Recorded data
......
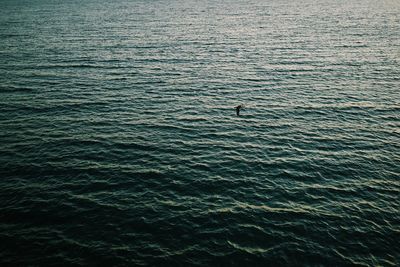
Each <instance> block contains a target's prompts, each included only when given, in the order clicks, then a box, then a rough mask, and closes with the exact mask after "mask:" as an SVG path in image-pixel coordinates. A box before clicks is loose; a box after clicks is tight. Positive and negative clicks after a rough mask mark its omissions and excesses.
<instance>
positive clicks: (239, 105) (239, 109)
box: [236, 105, 242, 116]
mask: <svg viewBox="0 0 400 267" xmlns="http://www.w3.org/2000/svg"><path fill="white" fill-rule="evenodd" d="M241 108H242V105H239V106H237V107H236V115H237V116H239V113H240V109H241Z"/></svg>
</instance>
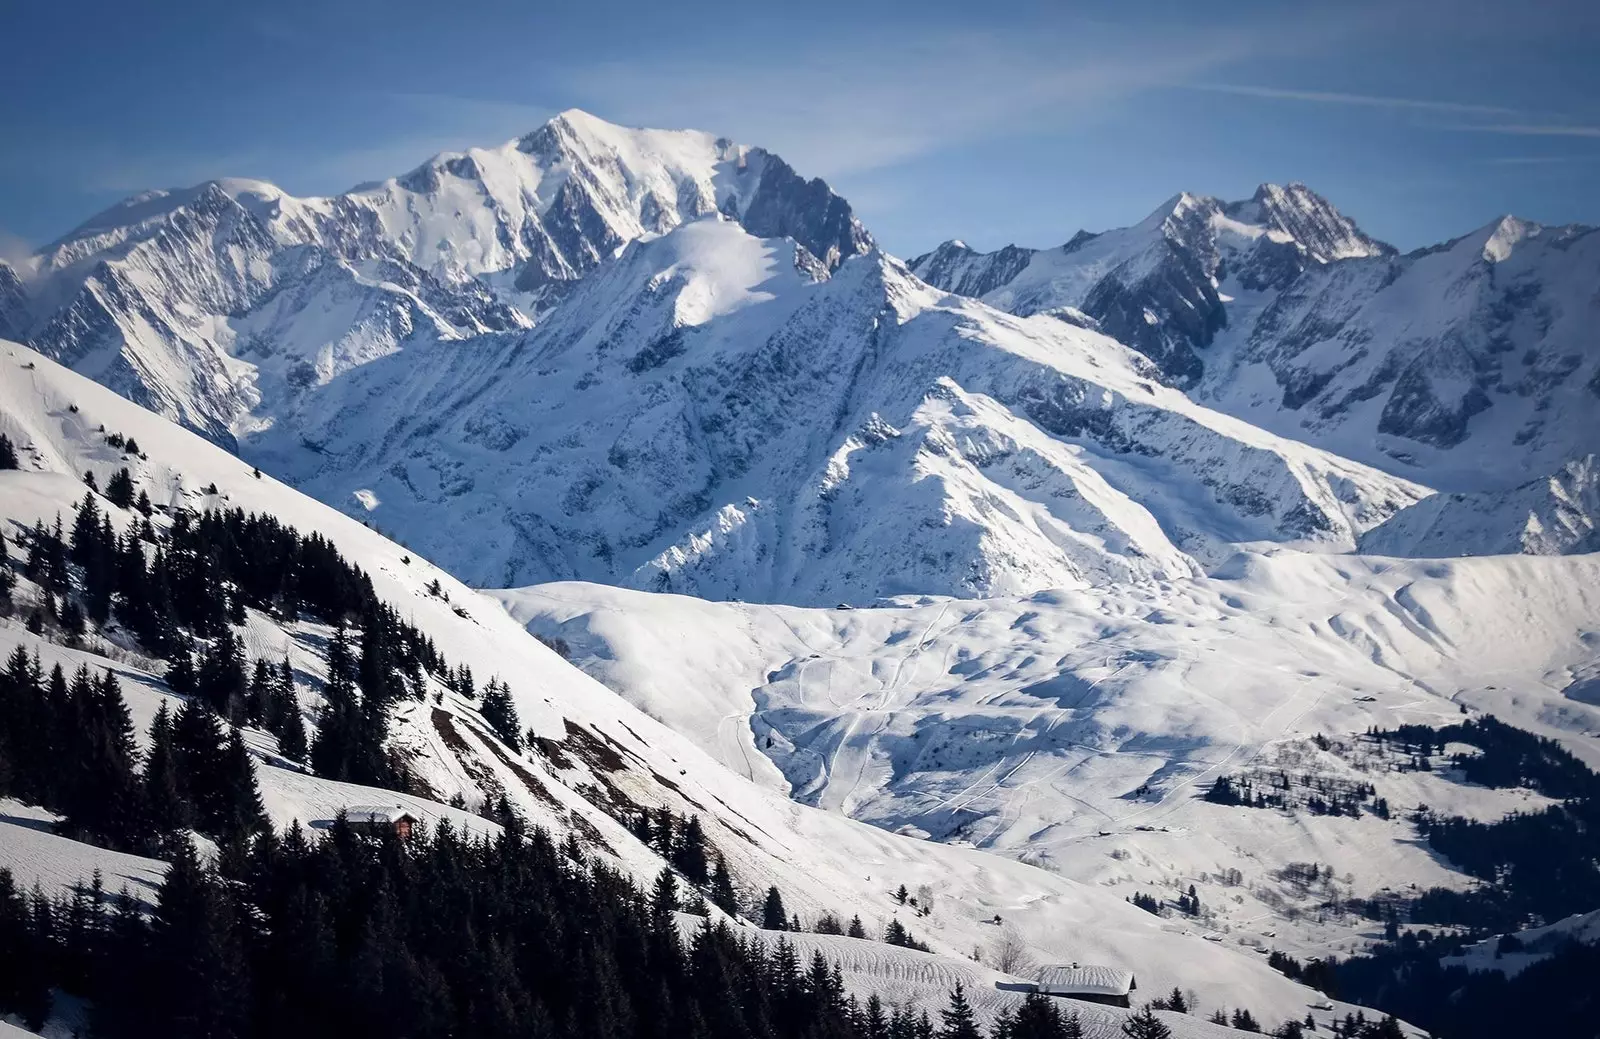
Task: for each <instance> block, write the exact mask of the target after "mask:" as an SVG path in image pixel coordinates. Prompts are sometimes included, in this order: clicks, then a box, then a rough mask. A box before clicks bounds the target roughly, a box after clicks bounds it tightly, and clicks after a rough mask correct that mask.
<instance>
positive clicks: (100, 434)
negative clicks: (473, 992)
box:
......
* _How to complete this task_: Return every line of the records above word for word, leaving out the pictures.

* _Output below_:
Each <instance> block contains a target's prompts, each included only when given, in the order clicks, then a box, then a rough mask, and closes with the exact mask after "mask:" as an SVG path in image-pixel coordinates. A box before clicks is loose; a box after clicks is tight. Positive and negative clicks after a rough mask mark its omissions and excesses.
<instance>
positive clicks: (239, 105) (239, 109)
box: [236, 105, 242, 116]
mask: <svg viewBox="0 0 400 267" xmlns="http://www.w3.org/2000/svg"><path fill="white" fill-rule="evenodd" d="M241 108H242V105H239V106H237V107H236V115H237V116H239V113H240V109H241Z"/></svg>
</instance>
Task: for each <instance> block, write the exact mask of the target after "mask:" as an SVG path in image pixel coordinates. Prompts are sometimes included, in this order: clicks, then a box, then a rough mask. A box before clicks bounds the target roughly, a box after clicks bounds it tightly, and clicks after a rough mask correct that mask.
<instance>
positive clicks: (100, 434)
negative clicks: (473, 992)
box:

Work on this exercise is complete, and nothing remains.